> **Your task**
Repeat each entry word for word. Leave any images out of the copy.

> **Record extracts**
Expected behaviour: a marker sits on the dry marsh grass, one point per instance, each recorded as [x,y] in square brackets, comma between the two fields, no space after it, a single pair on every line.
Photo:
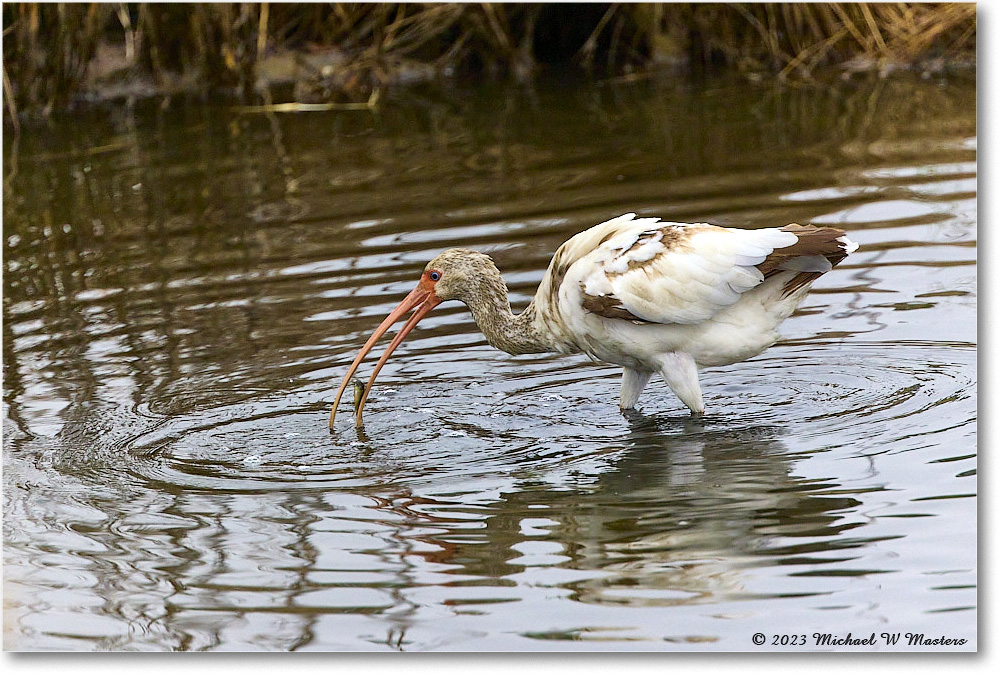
[55,53]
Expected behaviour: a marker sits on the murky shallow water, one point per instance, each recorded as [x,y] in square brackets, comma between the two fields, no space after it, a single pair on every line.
[183,289]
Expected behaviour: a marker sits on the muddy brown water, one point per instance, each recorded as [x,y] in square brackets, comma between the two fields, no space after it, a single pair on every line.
[184,287]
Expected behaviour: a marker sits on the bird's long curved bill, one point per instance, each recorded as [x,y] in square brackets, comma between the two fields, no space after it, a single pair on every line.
[420,297]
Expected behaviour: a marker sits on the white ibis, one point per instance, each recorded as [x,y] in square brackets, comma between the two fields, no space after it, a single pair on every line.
[650,296]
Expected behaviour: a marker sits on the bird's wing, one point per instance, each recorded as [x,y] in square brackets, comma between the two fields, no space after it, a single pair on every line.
[677,273]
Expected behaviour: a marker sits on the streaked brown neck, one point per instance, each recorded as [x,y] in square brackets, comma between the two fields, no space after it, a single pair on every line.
[513,333]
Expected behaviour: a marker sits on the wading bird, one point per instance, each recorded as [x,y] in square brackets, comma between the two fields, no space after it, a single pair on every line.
[650,296]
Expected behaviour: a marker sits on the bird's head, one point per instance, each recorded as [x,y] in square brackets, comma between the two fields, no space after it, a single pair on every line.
[455,274]
[460,274]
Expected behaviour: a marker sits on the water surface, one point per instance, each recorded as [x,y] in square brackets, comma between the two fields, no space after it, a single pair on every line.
[184,286]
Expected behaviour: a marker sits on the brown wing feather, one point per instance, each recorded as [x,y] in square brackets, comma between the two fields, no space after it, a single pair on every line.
[813,241]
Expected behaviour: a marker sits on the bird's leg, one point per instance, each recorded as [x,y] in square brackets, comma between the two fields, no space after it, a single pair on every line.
[681,374]
[633,382]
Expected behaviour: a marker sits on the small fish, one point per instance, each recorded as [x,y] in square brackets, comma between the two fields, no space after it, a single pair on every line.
[359,393]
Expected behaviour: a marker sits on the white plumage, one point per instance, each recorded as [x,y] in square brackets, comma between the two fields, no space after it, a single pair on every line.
[651,296]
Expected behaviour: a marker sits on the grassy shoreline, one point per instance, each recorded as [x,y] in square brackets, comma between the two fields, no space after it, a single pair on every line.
[334,54]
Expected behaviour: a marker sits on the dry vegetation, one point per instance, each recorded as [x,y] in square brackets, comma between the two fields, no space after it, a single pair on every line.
[55,53]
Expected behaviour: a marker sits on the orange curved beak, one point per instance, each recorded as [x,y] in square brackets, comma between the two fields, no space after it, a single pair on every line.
[423,298]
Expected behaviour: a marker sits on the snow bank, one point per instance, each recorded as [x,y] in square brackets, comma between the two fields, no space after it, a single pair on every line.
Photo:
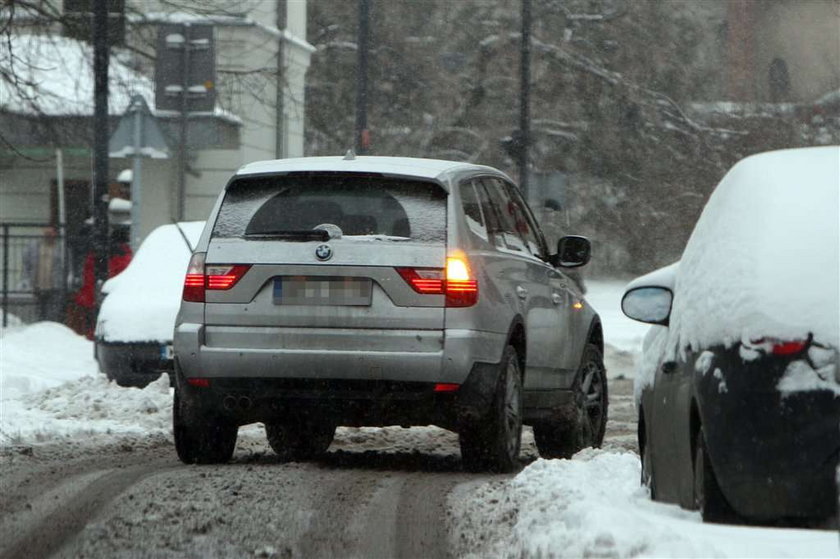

> **Solution to this exercise**
Expected behaviour: a marker sits on the dry marsh grass, one point per instance, each recorded as [x,y] in square brackets, comma between the two fields, no space after it, a single pair on every line.
Photo:
[55,53]
Expected behaviour: a marker sits on the murky shallow water, one point per instance, each recorded as [x,y] in square brackets, comma between the two fields, no space after it, a single pair on every line.
[183,289]
Expected behaviour: a marker sits on the muddy brown water, one point per instance, each recorded as [x,y] in square brackets, comma between the two fields, no space after it, a single pair on every line.
[184,287]
Expected behaviour: a marker sits on the bird's long curved bill, one point per instance, each recorded as [x,y] in square brackets, comma between the two fields, no space after it, a single pair on every line.
[420,297]
Expected behaviour: a marker sits on the white ibis, one point per instance, each recorded as [x,y] in square brackets, comma between the two fields, no space after it, a single pair on every line.
[650,296]
Expected behaviour: a marker sits on the bird's wing, one point per instance, each recorded as [x,y] in square brackets, comma between the two fields, no space after it, a single pair on every line.
[677,273]
Expected behaviour: a marker sits on the streaked brown neck, one point per instance, each recorded as [x,y] in square brackets, comma between the two fields, no space after it, a single pair on every line.
[513,333]
Expected behaviour: a marker sits on the wading bird, one point per instance, each recorded as [x,y] in square brackets, comma between the two fields, no space after it, a single pair on every line.
[650,296]
Expected behaviour: a marker sits on the bird's head, one point per instance, each recorded as [x,y] in square brackets, comma between the two fields, no space after it, a single pair on every line.
[455,274]
[460,274]
Expected behaviour: a marker sits on the water surface, one point per instance, each recorded as [x,y] in square brackets, comma between the two fields, no space after it, a single pair on every line.
[184,286]
Expected behaviour: a marker sits on the brown wing feather, one point per instance, each recorded as [x,y] in square brackets, comma between the two fields, no space after it, a single pair on every line.
[813,241]
Expected behaviour: a marker sits on the bird's leg, one point per instance, each recorded as [x,y] in square brackets, comma between the two fields, no space after it, a single pair on every line.
[681,374]
[633,382]
Expected behaviour: a marker sits on the small fish, one point per instance, each recorded as [x,y] in square brackets, comma between the two fields, no space after it, a single pair on every line.
[359,393]
Expected behaviour: a marker sits on the white plumage, one point per instance, each recorded as [x,y] in square brackets, comma between the two fields, no space after it, a single pair on every line.
[651,296]
Expected behaviour: a marker sits on the grassy shoreline, one point per instance, each recorded as [x,y] in square brackets, comma between the two fields, no space after it, a single pair on every line.
[334,54]
Expected behaviour: a marker sits on the dry vegetation, one point per instance, each recorded as [x,y] in square brackets, comma between the two fields, no space after it, a single pair on every line.
[55,53]
Expected behaviour: a marker sits on the orange curved beak, one point per instance, each recorded as [x,y] in square brackets, comma between the two fields, no space after it, a single pair on every line.
[423,298]
Expected behaviour: a marker sits on the snow bank, one point per instance, each recorded as [x,y] in square brackets, comma between the two fields, no space after it, a single pair on every line.
Photo:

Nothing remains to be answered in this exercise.